The stock's 2026 decline has compressed valuations, with the forward price-to-earnings ratio falling to around 18 and the enterprise value-to-EBITDA multiple near 17.5 — levels many view as attractive for a company with Oracle's growth trajectory and enterprise moat in databases and applications.
Recent corporate moves have also drawn attention. In early April, Oracle appointed Hilary Maxson, formerly CFO of Schneider Electric, as its new chief financial officer with a substantial equity package. The hire is seen as strengthening financial oversight during a period of rapid expansion and restructuring. Reports of significant workforce reductions — potentially affecting thousands of roles — were viewed by some as efficiency measures to redirect resources toward AI and cloud priorities.
Oracle's traditional software license business has stabilized, while its cloud applications segment, including Fusion Cloud ERP and NetSuite, continues steady double-digit growth. The company's database business benefits from customers modernizing legacy systems onto OCI, with multicloud database revenue showing explosive gains.
Broader market sentiment has improved somewhat in recent sessions amid easing geopolitical concerns and anticipation for upcoming economic data. Tech stocks with AI exposure have seen selective buying as investors hunt for bargains after earlier corrections.
Wall Street's consensus remains positive, with many firms maintaining Buy ratings and price targets well above current levels — some reaching $210 or higher. Optimists argue that once the heavy upfront capex begins converting into sustained high-margin cloud revenue, Oracle's free cash flow will expand rapidly. Skeptics worry about execution risks, competition and whether AI hype will translate into proportional profits in the near term.

> _Extracted information_:
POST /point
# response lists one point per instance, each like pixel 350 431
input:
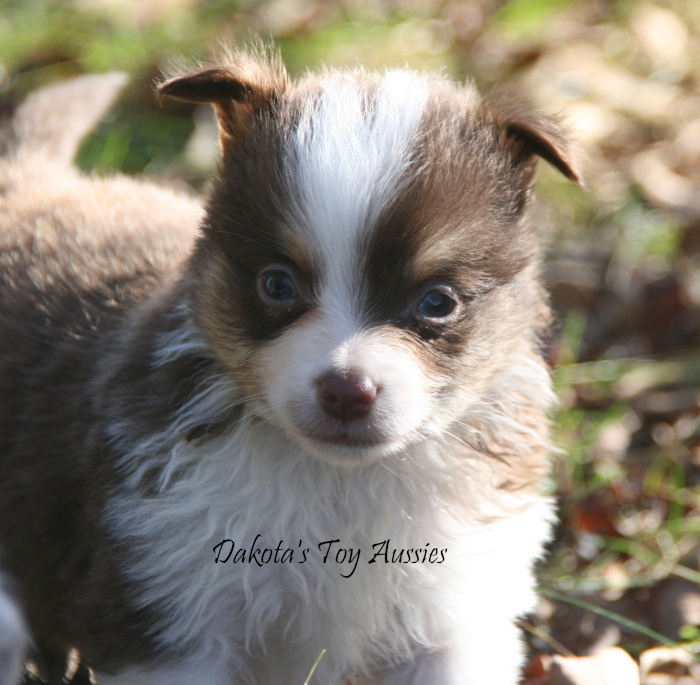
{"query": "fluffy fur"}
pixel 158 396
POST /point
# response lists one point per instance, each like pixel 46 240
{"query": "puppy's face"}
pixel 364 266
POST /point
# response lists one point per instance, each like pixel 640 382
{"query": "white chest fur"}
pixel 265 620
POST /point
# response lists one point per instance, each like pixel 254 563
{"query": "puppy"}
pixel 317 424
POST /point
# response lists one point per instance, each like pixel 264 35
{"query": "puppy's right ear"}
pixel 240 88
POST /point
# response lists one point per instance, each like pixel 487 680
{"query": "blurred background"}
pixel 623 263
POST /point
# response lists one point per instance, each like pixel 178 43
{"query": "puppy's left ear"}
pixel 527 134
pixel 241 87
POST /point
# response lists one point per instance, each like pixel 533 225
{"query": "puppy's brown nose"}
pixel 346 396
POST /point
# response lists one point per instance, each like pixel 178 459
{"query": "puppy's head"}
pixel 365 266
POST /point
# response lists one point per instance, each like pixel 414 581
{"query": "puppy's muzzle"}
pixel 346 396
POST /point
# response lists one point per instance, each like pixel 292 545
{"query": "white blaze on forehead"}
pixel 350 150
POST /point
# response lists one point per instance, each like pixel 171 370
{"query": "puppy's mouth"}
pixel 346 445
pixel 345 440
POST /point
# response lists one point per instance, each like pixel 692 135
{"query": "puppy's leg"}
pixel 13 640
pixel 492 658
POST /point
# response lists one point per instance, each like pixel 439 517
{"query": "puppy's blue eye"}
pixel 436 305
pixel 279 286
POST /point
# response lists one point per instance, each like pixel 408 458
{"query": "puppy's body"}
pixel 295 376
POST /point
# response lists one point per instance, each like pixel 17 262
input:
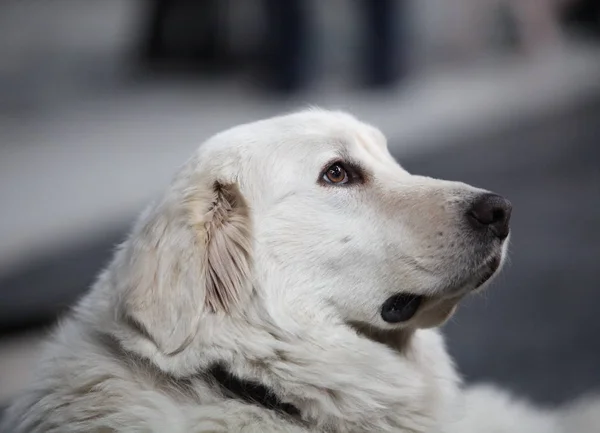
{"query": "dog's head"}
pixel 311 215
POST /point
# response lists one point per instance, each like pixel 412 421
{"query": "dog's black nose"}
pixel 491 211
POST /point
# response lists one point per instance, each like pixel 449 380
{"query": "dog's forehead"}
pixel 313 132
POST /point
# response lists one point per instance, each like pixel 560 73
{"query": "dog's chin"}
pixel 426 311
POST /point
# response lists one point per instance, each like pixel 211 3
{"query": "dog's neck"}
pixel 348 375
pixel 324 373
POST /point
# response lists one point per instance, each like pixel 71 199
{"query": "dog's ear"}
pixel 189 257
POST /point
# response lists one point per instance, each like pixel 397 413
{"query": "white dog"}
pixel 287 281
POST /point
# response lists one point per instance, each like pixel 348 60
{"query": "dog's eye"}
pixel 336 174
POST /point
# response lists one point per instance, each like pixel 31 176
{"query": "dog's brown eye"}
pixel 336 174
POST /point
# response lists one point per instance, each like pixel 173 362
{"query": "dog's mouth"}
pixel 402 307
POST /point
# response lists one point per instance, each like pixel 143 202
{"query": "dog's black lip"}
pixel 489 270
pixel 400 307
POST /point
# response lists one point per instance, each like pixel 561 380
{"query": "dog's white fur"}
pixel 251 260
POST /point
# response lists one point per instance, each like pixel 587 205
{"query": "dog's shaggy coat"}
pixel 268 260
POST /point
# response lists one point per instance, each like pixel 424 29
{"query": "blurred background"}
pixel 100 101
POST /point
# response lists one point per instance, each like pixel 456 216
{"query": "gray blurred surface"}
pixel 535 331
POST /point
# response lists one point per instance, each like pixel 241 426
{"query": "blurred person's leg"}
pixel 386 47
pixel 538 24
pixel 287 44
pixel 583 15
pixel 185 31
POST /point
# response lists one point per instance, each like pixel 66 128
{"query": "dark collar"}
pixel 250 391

> _Problem_:
Extend the Oracle stock article above by writing what comes next after its final sentence.

> _Written answer_:
For enterprise customers, Oracle's integrated stack — combining autonomous databases, AI agents and industry-specific applications — offers a compelling alternative to best-of-breed cloud solutions. The new utilities AI enhancements exemplify how the company is embedding intelligence directly into vertical solutions to drive tangible business outcomes.
Monday's price action suggests some bargain hunters are stepping in after the year's steep drawdown. With a quarterly dividend of $0.50 per share recently declared, the stock also provides a modest yield that appeals to income-focused investors.
Looking ahead, Oracle's next earnings report in June will be closely watched for updates on cloud bookings, capex trends and any early signs of margin expansion from its AI infrastructure investments. The company continues to expand its global footprint with new regions and sovereign cloud offerings to address data residency and security requirements.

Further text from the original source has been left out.